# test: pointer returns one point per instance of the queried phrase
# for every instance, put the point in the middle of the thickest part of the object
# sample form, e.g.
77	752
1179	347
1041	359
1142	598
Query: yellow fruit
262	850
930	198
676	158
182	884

The task: Reproduce the entries above, swapping every "instance" for "occurrence" and leaving everything else unchanged.

Solved exercise:
# test: pointer returns one point per occurrence of the queried phrase
# for every occurrence, put the point in the middle of the thickest part of the object
# sample form, e.g.
77	752
1179	347
1041	359
1142	598
Query: yellow fruit
262	850
930	198
676	158
182	884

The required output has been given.